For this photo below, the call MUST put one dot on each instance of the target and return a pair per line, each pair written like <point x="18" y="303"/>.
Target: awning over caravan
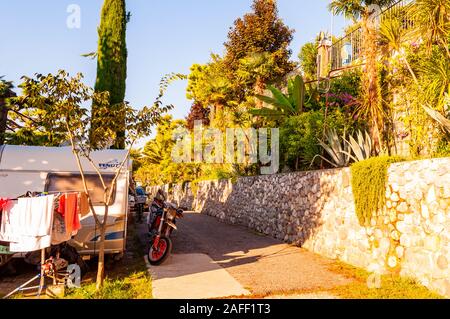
<point x="56" y="159"/>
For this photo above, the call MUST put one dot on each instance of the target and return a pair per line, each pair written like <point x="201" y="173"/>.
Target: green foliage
<point x="208" y="84"/>
<point x="112" y="60"/>
<point x="258" y="32"/>
<point x="308" y="60"/>
<point x="284" y="105"/>
<point x="299" y="136"/>
<point x="134" y="286"/>
<point x="349" y="82"/>
<point x="392" y="286"/>
<point x="432" y="22"/>
<point x="336" y="147"/>
<point x="341" y="151"/>
<point x="369" y="179"/>
<point x="157" y="165"/>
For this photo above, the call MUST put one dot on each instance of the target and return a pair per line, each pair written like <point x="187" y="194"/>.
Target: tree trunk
<point x="259" y="88"/>
<point x="101" y="253"/>
<point x="370" y="82"/>
<point x="3" y="120"/>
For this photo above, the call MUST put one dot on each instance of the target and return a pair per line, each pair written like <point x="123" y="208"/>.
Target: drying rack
<point x="41" y="276"/>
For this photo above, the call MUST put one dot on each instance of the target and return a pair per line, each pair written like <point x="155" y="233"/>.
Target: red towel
<point x="68" y="209"/>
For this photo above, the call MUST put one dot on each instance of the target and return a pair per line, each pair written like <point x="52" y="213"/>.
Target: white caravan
<point x="54" y="169"/>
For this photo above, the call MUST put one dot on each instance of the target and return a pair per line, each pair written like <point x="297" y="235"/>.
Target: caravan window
<point x="73" y="182"/>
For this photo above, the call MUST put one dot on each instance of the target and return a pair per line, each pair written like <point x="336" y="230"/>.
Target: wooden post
<point x="42" y="279"/>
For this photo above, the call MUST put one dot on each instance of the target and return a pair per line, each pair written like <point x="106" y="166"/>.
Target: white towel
<point x="30" y="224"/>
<point x="10" y="223"/>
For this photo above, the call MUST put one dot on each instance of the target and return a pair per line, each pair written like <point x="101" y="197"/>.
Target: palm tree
<point x="372" y="107"/>
<point x="289" y="104"/>
<point x="432" y="22"/>
<point x="5" y="93"/>
<point x="393" y="36"/>
<point x="154" y="152"/>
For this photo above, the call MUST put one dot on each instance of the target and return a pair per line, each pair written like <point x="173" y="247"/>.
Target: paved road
<point x="262" y="265"/>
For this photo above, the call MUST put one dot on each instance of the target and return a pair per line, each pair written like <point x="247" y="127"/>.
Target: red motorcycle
<point x="160" y="230"/>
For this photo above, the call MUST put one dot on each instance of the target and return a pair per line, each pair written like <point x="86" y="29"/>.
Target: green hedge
<point x="369" y="180"/>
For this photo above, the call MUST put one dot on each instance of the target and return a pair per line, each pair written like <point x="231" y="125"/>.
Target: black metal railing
<point x="348" y="49"/>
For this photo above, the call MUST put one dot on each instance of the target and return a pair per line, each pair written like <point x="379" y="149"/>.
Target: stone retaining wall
<point x="409" y="236"/>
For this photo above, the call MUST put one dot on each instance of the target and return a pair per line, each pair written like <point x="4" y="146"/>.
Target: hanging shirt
<point x="68" y="208"/>
<point x="31" y="221"/>
<point x="9" y="222"/>
<point x="4" y="202"/>
<point x="84" y="204"/>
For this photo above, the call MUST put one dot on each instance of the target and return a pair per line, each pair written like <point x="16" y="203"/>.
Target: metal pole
---*---
[What to produce] Reproduce the entries above exactly, without images.

[Solution to the problem]
For this photo below, the call MUST put one dot on each instance of the target and return a pair per line, each pair written like <point x="18" y="303"/>.
Target: awning over caravan
<point x="56" y="159"/>
For this photo above, the call MUST put one dot on each instance of the target and return a pair per line, each pair written like <point x="201" y="173"/>.
Target: green foliage
<point x="208" y="84"/>
<point x="112" y="60"/>
<point x="258" y="32"/>
<point x="308" y="60"/>
<point x="284" y="105"/>
<point x="299" y="136"/>
<point x="134" y="286"/>
<point x="349" y="82"/>
<point x="392" y="286"/>
<point x="432" y="22"/>
<point x="336" y="147"/>
<point x="341" y="151"/>
<point x="369" y="179"/>
<point x="157" y="165"/>
For this photo above, the call MUST put one dot on each instance of the target and return a pair per line, each pair written like <point x="187" y="194"/>.
Target: tree trunk
<point x="259" y="88"/>
<point x="101" y="253"/>
<point x="370" y="82"/>
<point x="3" y="120"/>
For this photo above, the call MUST put one dot on each instance of the target and return a pair per line, each pair written like <point x="123" y="208"/>.
Target: drying rack
<point x="41" y="276"/>
For this photo above, the call MUST put one dot on each instance of the target and return a pair per line, each pair written like <point x="155" y="233"/>.
Target: red towel
<point x="68" y="209"/>
For this photo above, the call MUST put one dot on each instance of the target and return a pair per line, each pair written like <point x="52" y="213"/>.
Target: white caravan
<point x="54" y="169"/>
For this photo above, the call MUST put one dot on each instance of the target and return a pair per line, each pair written like <point x="297" y="235"/>.
Target: caravan window
<point x="73" y="182"/>
For this photo above, the call MUST put one dot on each instance of the target and return a pair per line, each pair written like <point x="336" y="230"/>.
Target: wooden post
<point x="42" y="279"/>
For this photo above, the call MUST put one dot on each instance of the target and return a pair per line, each pair written like <point x="106" y="166"/>.
Target: white towel
<point x="30" y="224"/>
<point x="10" y="223"/>
For this photo above, the call MUST put one dot on each instance of the target and return a pair per line, each pair written like <point x="101" y="197"/>.
Target: palm tree
<point x="372" y="107"/>
<point x="289" y="104"/>
<point x="432" y="22"/>
<point x="5" y="93"/>
<point x="393" y="36"/>
<point x="154" y="152"/>
For this photo above, the call MUST put one dot on each instance of the target and return a pair per line, each pair written like <point x="173" y="247"/>.
Target: paved road
<point x="262" y="265"/>
For this photo above, the call MUST put one dot on each instance of the target and return a pair per line, each pair written like <point x="247" y="127"/>.
Target: red motorcycle
<point x="160" y="230"/>
For this photo above, the call MUST put one dot on each instance of the target and return a pair per line, each pair written like <point x="86" y="29"/>.
Target: green hedge
<point x="369" y="180"/>
For this photo above, the call MUST put one dot on each instance of the target and return a pair per line, each pair written like <point x="231" y="125"/>.
Target: black metal railing
<point x="348" y="49"/>
For this photo above, the call MUST put one dot on each instance of the target and return a pair per line, each pair written like <point x="379" y="149"/>.
Target: stone retaining wall
<point x="409" y="236"/>
For this photo above, the call MUST put one dot on each instance of the target and return a pair per line, each pair written like <point x="4" y="146"/>.
Target: hanging shirt
<point x="68" y="208"/>
<point x="31" y="221"/>
<point x="9" y="222"/>
<point x="4" y="202"/>
<point x="84" y="204"/>
For this photo above, the call MUST put one dot on each instance of the target and return a pair per line, each pair written like <point x="16" y="203"/>.
Target: metal pole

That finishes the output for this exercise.